## TASK DETAILS
Everything from the line containing "Please put a point on the european" to the last line of the listing below should be restated exactly, both ends included, with nothing added and the pictures omitted.

####

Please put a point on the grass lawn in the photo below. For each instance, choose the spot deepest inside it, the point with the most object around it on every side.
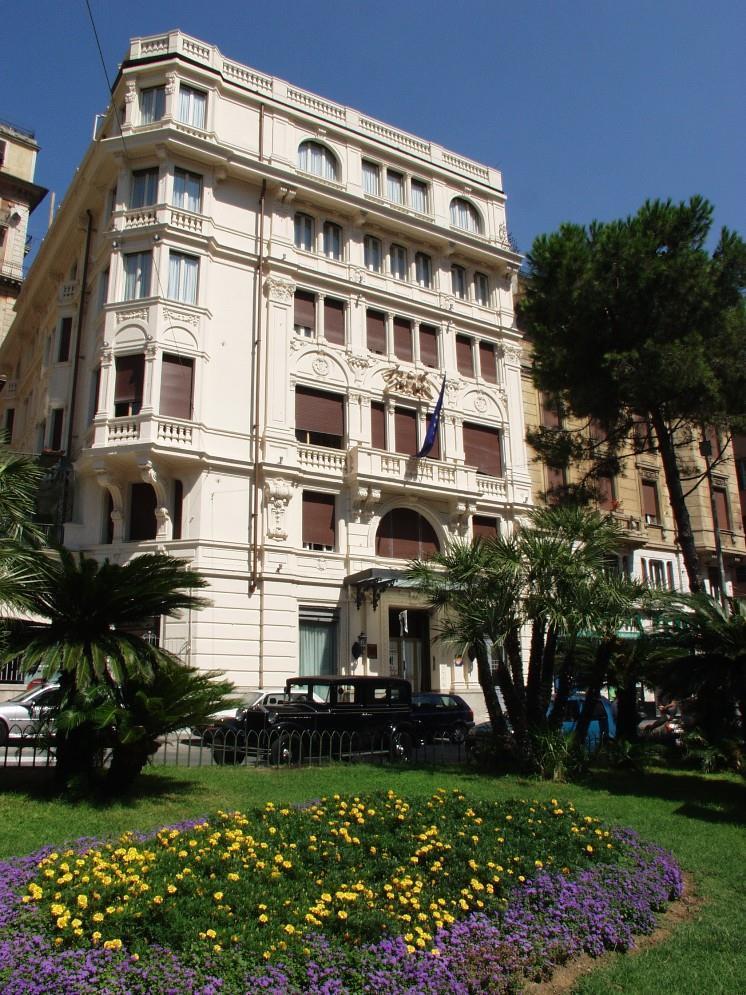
(700, 819)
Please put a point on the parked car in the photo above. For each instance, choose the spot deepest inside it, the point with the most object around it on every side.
(322, 715)
(442, 716)
(26, 714)
(602, 727)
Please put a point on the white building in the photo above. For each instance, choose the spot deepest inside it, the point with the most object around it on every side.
(237, 330)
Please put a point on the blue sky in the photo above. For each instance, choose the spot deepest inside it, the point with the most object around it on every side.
(588, 107)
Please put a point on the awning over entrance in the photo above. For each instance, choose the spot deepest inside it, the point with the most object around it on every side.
(376, 581)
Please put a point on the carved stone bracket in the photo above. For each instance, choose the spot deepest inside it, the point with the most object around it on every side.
(277, 495)
(364, 503)
(278, 290)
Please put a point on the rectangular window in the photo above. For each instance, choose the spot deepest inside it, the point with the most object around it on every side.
(419, 196)
(137, 266)
(55, 435)
(376, 331)
(481, 289)
(66, 332)
(192, 106)
(405, 431)
(424, 268)
(429, 346)
(129, 378)
(334, 321)
(458, 281)
(398, 262)
(373, 253)
(371, 178)
(332, 240)
(319, 418)
(650, 506)
(183, 271)
(187, 190)
(177, 383)
(464, 356)
(482, 449)
(152, 104)
(144, 187)
(403, 339)
(304, 317)
(487, 362)
(304, 232)
(378, 425)
(721, 504)
(319, 531)
(395, 186)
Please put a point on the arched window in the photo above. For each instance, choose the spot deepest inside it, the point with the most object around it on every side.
(317, 159)
(465, 215)
(406, 535)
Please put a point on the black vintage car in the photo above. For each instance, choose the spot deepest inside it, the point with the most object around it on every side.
(323, 716)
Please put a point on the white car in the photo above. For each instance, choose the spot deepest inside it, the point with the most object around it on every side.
(25, 714)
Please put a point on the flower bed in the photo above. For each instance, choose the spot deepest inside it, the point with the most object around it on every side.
(365, 894)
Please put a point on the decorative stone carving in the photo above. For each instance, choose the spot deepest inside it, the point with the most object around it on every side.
(278, 290)
(277, 495)
(406, 382)
(183, 317)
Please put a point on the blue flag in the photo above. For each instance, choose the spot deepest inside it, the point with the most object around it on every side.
(432, 431)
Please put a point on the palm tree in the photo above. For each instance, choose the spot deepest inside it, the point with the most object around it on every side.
(552, 577)
(87, 625)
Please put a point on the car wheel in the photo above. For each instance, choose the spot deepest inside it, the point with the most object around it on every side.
(402, 747)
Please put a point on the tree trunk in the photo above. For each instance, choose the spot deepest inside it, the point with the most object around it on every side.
(680, 511)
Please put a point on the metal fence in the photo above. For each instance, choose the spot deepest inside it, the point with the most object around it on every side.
(22, 747)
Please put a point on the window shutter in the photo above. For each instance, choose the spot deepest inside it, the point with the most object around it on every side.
(405, 431)
(378, 425)
(334, 321)
(130, 373)
(482, 449)
(376, 331)
(318, 519)
(403, 339)
(305, 310)
(177, 376)
(319, 412)
(483, 527)
(429, 346)
(143, 525)
(487, 361)
(464, 359)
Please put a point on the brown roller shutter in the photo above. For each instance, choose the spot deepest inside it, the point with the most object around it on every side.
(483, 527)
(130, 373)
(429, 346)
(334, 321)
(376, 331)
(464, 358)
(405, 431)
(403, 339)
(487, 361)
(177, 375)
(378, 425)
(143, 525)
(319, 412)
(482, 449)
(318, 520)
(435, 451)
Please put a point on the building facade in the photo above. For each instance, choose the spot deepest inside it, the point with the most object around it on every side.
(19, 196)
(234, 337)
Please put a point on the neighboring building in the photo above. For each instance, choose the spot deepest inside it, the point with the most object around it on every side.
(19, 195)
(236, 331)
(638, 500)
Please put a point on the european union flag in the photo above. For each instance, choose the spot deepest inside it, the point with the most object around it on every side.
(432, 431)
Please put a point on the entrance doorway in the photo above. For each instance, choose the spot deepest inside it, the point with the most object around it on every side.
(409, 647)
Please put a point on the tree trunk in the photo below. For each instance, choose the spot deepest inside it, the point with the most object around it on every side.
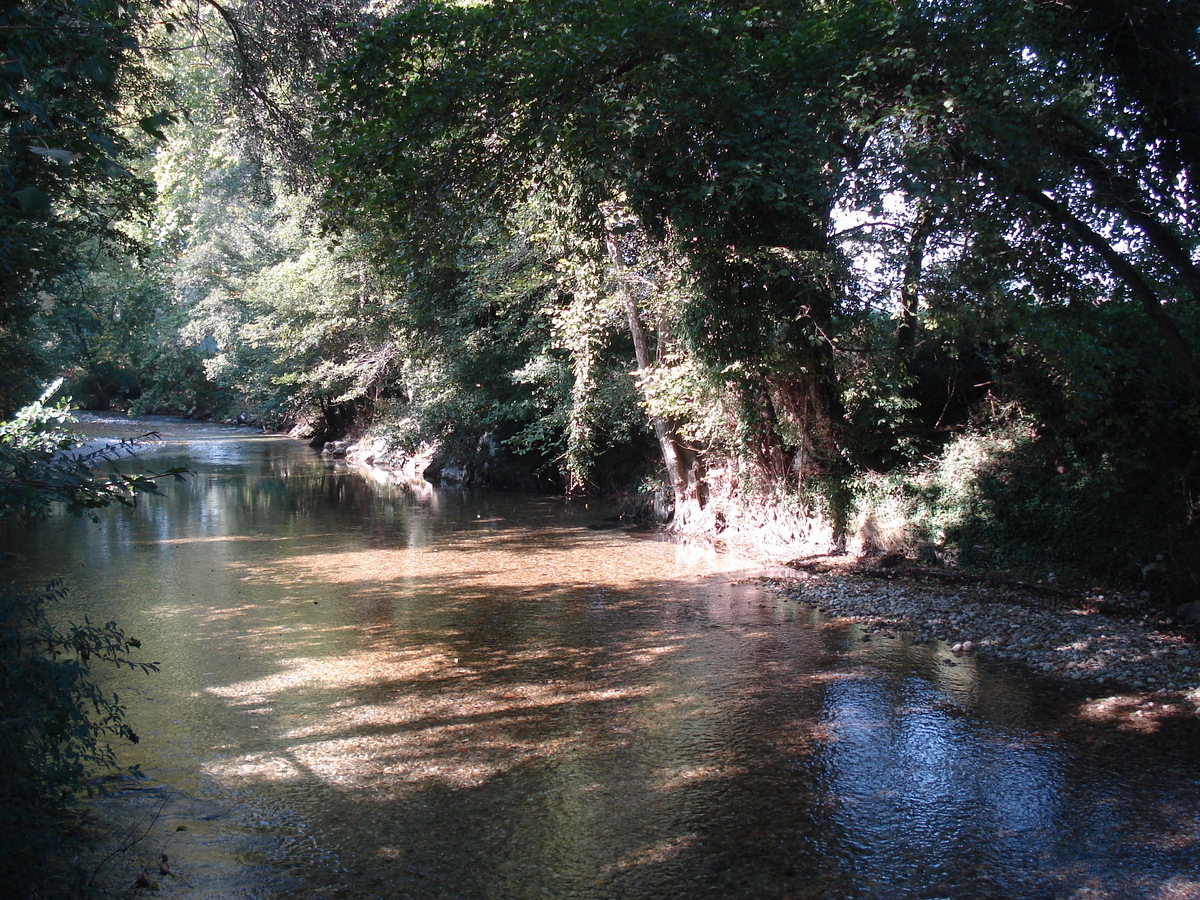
(682, 466)
(915, 257)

####

## SOLUTION
Please put a point on the european union flag in the photo above. For each instance, choose the spot deepest inside it, the point with the most object around it on every side.
(432, 431)
Please put a point on the entrance doorway in the photo above. For each instance, choose the spot deepest inside it, the point with the most object around it on every side.
(409, 647)
Please put a point on the tree trunk in the photo below. For each instance, choose the spot deepest inside it, the point with the most object around it on every side.
(682, 466)
(915, 257)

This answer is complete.